Reproduce the material word for word, from its first line down to the line that contains "point(260, 413)", including both of those lines.
#####
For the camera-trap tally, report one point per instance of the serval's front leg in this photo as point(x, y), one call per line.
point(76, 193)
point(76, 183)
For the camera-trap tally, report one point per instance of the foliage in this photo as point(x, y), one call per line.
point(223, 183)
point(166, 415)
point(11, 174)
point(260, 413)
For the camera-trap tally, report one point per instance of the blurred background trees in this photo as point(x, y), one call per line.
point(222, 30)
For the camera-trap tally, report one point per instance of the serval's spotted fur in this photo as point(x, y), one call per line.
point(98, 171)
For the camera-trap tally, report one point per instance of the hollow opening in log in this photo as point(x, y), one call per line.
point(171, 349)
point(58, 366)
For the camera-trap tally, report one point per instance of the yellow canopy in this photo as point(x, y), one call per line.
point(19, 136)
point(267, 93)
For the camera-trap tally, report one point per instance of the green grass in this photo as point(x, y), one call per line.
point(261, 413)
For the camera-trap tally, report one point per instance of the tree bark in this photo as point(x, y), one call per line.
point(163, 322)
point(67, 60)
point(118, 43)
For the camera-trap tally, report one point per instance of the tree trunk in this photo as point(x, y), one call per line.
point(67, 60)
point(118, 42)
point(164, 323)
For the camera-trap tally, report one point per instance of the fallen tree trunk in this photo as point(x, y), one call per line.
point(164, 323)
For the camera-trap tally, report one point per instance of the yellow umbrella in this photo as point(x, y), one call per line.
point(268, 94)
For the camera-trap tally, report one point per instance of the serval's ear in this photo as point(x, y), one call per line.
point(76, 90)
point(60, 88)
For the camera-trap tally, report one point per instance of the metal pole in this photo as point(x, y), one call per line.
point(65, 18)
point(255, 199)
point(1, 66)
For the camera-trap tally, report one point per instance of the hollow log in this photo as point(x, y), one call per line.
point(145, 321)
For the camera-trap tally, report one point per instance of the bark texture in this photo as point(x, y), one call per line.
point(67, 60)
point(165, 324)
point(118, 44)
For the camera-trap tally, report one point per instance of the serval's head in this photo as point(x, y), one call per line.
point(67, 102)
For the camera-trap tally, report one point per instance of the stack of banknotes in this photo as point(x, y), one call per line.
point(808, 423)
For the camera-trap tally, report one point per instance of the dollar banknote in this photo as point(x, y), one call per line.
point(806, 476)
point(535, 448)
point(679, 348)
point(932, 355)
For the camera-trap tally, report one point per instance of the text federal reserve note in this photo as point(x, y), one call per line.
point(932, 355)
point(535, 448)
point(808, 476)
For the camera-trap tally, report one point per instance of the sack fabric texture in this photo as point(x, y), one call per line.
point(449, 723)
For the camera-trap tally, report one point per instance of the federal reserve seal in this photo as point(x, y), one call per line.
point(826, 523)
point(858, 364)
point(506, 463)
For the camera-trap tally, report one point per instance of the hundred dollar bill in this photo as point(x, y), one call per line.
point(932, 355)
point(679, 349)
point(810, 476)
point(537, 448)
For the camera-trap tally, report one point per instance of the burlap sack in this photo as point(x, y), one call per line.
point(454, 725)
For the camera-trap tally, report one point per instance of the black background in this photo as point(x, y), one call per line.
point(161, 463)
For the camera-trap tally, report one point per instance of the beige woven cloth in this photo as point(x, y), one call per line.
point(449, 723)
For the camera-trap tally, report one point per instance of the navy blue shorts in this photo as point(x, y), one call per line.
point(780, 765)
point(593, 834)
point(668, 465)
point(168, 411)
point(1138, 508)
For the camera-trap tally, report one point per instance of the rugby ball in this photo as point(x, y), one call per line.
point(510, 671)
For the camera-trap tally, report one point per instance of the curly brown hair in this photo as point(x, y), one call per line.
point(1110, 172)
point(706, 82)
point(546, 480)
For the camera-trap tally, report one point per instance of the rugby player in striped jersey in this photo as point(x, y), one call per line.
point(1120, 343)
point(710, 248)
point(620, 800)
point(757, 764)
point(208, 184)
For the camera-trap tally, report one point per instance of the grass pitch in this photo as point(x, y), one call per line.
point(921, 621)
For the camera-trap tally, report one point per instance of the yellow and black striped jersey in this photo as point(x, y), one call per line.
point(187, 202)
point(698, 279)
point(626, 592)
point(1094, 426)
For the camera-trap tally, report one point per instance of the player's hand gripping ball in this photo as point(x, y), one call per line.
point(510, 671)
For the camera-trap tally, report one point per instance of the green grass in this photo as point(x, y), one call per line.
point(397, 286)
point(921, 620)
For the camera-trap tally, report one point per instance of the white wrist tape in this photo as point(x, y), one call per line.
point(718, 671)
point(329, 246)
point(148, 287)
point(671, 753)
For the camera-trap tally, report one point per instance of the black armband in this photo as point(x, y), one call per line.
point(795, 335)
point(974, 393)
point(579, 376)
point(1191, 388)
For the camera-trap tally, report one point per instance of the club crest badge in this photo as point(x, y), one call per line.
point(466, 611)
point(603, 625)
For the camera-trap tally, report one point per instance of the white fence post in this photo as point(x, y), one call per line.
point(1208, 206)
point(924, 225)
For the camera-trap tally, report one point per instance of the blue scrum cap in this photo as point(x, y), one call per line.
#####
◆ **Written response**
For the camera-trap tally, report one point per instance of the serval's front leg in this photo as point(x, y), one call per line.
point(76, 193)
point(76, 183)
For the camera-trap tally, report one point per instance of the foliage in this photo as point(x, y), one call per line.
point(223, 183)
point(166, 415)
point(11, 174)
point(260, 413)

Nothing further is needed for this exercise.